• _Given problem_
Copy out every line of the entries below that contains the string "wall". Letter case counts, so only lines with that exact capitalization qualify.

• _Listed entries_
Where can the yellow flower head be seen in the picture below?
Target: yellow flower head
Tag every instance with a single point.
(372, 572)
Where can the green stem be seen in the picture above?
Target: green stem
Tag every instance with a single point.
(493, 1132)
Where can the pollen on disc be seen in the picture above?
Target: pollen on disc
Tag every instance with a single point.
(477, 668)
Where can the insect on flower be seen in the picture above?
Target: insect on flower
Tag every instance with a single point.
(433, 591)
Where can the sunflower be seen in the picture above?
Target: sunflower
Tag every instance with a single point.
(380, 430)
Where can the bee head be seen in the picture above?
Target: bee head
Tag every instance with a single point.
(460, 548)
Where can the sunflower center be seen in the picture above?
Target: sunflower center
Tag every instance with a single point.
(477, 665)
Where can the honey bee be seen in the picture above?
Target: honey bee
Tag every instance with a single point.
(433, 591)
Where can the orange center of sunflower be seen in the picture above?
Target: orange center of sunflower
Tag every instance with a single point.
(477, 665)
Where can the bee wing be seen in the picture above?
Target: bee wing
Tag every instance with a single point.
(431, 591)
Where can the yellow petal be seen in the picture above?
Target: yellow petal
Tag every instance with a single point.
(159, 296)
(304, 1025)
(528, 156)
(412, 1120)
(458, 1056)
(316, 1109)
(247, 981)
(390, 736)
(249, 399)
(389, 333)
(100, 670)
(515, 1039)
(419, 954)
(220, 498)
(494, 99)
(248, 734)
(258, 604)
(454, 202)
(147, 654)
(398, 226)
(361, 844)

--

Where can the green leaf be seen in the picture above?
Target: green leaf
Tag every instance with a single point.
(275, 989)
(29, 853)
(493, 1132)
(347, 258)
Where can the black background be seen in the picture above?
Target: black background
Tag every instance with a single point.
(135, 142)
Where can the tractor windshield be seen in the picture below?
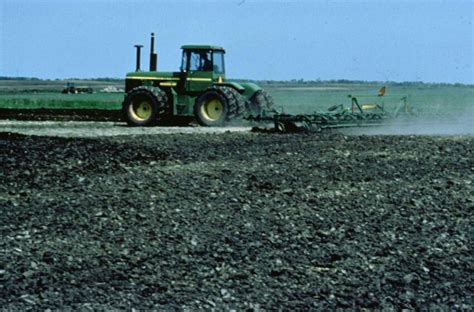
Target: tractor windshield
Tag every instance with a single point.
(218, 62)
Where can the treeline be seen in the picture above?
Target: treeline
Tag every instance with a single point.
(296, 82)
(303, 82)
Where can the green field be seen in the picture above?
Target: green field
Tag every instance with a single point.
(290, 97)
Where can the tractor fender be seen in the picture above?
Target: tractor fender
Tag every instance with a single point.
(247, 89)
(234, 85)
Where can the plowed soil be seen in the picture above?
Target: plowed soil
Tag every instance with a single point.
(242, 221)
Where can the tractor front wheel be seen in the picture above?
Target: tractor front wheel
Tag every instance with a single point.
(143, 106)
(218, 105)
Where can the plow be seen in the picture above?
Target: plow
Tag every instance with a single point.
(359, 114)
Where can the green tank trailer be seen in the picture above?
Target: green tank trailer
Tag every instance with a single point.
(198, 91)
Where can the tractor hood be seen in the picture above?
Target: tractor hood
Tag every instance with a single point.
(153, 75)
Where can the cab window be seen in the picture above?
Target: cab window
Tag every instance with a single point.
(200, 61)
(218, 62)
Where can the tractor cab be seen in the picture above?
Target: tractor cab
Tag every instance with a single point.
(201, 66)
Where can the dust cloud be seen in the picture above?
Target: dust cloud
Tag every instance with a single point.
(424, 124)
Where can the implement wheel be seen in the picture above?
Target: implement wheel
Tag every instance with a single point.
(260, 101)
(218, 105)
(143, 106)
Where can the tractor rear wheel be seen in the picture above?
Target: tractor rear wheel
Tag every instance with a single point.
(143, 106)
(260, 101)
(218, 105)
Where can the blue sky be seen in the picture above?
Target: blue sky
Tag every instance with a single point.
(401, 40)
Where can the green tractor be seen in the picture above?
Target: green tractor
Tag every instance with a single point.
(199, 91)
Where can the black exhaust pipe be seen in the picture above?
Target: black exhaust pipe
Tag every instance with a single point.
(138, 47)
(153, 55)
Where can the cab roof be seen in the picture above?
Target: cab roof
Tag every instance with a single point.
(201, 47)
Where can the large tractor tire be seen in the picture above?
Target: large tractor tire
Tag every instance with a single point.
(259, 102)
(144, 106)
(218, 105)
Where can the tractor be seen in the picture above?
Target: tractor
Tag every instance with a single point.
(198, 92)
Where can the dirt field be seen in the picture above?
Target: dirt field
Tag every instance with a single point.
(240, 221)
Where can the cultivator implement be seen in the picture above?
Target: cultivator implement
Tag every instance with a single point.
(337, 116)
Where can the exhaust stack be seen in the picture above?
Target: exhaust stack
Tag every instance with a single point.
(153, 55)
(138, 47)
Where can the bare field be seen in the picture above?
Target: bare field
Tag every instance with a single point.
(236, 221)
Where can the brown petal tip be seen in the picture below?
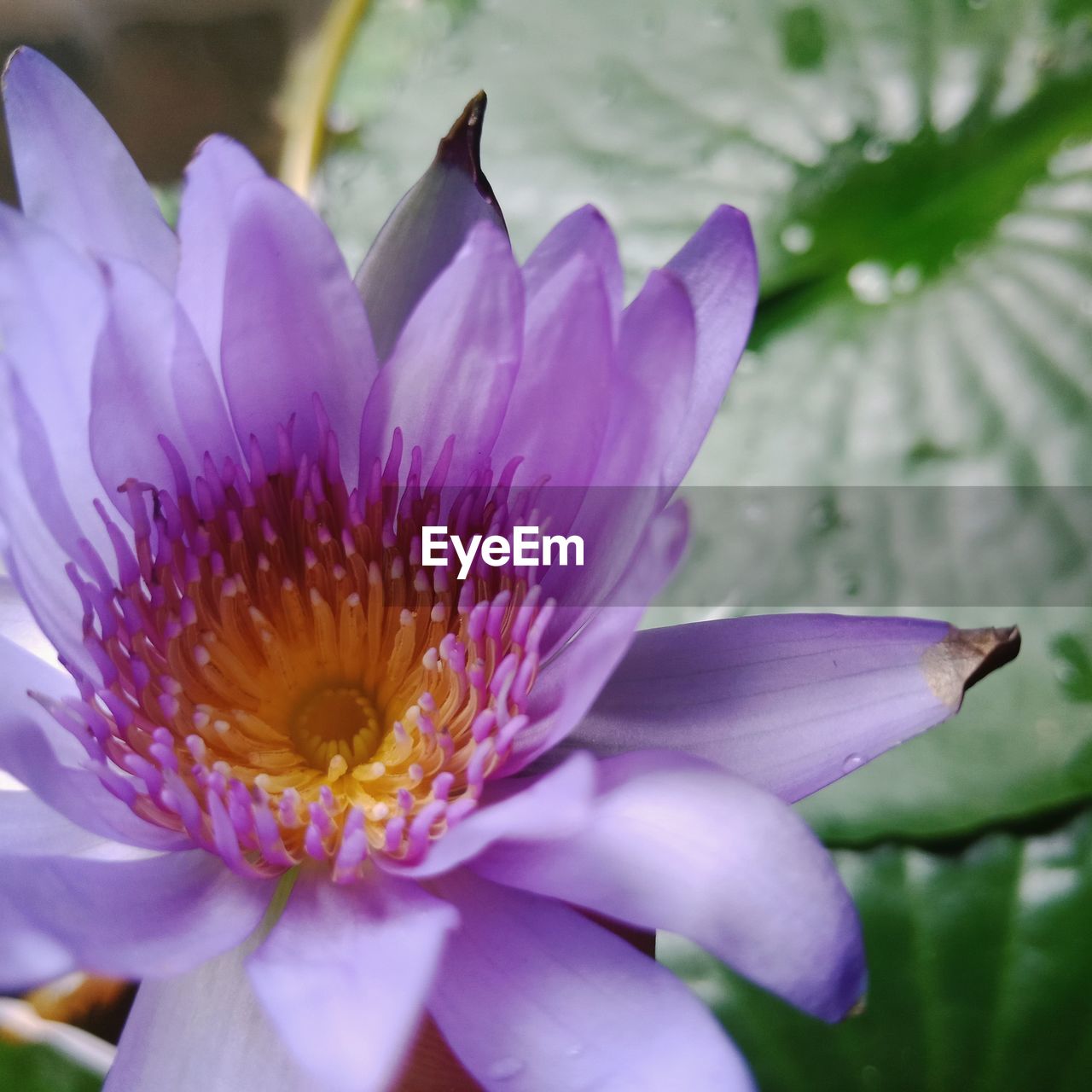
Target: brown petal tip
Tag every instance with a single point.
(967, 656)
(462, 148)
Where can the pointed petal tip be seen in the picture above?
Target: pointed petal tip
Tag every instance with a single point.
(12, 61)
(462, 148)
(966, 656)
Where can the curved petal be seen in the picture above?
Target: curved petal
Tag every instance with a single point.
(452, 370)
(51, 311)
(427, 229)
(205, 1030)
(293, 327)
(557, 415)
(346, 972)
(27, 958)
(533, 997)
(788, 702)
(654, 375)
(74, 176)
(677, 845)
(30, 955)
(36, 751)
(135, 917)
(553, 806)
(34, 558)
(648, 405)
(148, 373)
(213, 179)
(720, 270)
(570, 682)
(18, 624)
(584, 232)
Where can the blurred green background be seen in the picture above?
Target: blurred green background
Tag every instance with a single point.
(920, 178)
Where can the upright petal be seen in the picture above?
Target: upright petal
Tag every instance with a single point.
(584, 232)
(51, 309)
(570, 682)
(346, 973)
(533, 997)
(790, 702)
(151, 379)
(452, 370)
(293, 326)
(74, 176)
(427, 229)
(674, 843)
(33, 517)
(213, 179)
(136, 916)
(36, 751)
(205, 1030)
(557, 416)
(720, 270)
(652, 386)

---

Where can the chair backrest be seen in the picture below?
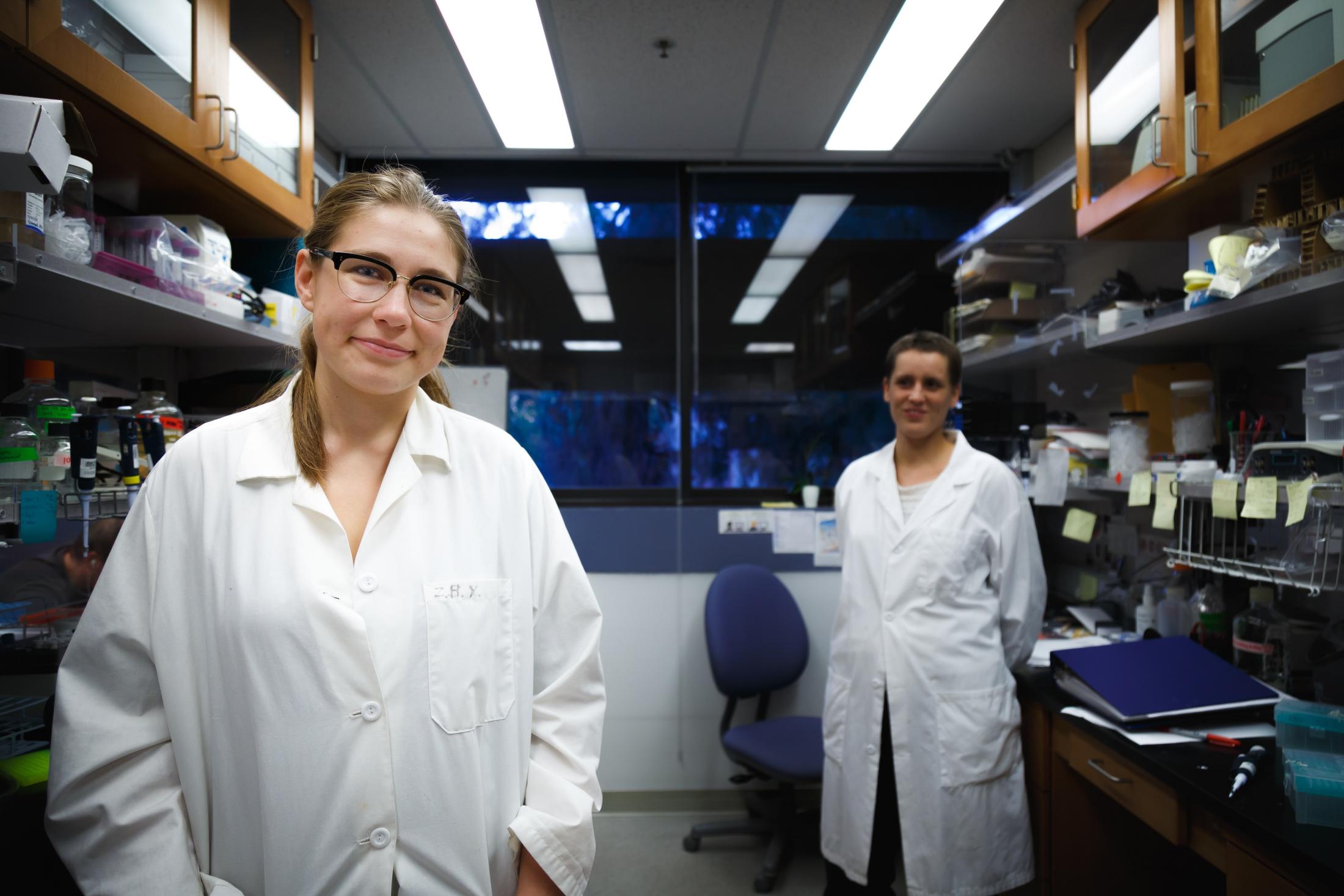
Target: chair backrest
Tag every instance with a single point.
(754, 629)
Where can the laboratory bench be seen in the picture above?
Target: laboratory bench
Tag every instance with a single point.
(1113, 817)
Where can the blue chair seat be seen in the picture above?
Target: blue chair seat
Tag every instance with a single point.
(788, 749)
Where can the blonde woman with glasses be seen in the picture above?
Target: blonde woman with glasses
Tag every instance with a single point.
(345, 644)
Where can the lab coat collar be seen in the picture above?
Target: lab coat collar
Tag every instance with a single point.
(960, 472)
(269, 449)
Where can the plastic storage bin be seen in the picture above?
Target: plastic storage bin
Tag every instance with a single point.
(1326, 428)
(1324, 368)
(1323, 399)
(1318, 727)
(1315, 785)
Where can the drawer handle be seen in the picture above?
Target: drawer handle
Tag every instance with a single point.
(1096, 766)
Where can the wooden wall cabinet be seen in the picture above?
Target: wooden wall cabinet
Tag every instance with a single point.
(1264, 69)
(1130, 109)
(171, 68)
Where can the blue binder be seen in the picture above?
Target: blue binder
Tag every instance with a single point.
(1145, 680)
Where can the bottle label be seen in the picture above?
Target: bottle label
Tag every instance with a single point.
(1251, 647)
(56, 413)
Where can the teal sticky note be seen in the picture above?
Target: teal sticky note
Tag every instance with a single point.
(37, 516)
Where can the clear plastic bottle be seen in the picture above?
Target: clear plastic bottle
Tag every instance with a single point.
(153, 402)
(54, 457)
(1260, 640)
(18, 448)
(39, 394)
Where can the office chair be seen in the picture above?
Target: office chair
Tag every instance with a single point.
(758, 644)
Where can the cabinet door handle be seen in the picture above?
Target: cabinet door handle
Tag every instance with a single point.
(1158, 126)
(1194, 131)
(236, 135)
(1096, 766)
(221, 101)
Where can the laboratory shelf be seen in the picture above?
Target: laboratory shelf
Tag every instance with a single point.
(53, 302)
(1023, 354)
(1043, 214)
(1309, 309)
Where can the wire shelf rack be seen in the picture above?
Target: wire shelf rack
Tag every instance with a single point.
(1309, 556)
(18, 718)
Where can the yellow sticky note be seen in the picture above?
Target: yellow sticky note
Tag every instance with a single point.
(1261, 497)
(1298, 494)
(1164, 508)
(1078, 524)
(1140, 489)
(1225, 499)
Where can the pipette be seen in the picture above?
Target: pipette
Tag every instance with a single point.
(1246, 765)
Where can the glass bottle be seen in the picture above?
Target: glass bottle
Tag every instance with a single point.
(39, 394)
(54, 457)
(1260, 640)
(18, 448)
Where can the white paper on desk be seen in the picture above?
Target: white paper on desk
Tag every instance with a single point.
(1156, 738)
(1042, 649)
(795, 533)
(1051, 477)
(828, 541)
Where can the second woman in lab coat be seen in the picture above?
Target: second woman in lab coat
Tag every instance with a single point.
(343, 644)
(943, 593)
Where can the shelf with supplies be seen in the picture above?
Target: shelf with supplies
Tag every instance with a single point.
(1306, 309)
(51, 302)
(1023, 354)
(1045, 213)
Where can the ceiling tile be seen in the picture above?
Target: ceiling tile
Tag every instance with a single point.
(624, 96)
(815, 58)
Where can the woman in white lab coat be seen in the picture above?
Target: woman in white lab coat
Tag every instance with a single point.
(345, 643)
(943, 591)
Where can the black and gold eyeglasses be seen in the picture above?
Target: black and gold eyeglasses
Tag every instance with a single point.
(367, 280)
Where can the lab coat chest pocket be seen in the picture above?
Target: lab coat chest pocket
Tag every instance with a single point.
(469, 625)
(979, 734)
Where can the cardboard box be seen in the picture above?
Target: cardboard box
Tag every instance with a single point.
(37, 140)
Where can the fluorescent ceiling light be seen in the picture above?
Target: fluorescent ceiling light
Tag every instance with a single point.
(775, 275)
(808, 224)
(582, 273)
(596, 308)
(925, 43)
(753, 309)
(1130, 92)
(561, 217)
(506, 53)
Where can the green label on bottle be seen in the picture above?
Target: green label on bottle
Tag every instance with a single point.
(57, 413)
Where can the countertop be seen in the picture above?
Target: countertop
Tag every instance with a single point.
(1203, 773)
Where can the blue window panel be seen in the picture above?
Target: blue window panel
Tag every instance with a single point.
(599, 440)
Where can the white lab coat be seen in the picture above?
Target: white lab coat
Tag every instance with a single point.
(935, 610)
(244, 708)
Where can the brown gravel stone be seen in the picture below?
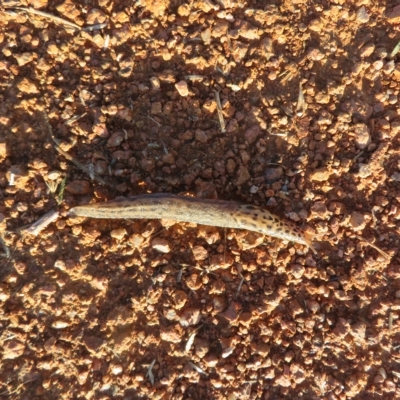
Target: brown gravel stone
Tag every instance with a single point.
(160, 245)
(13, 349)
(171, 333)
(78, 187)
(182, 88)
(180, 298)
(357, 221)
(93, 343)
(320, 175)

• _Full solution_
Where can the wooden wall cabinet be seen in the picture above?
Target: wooden wall cabinet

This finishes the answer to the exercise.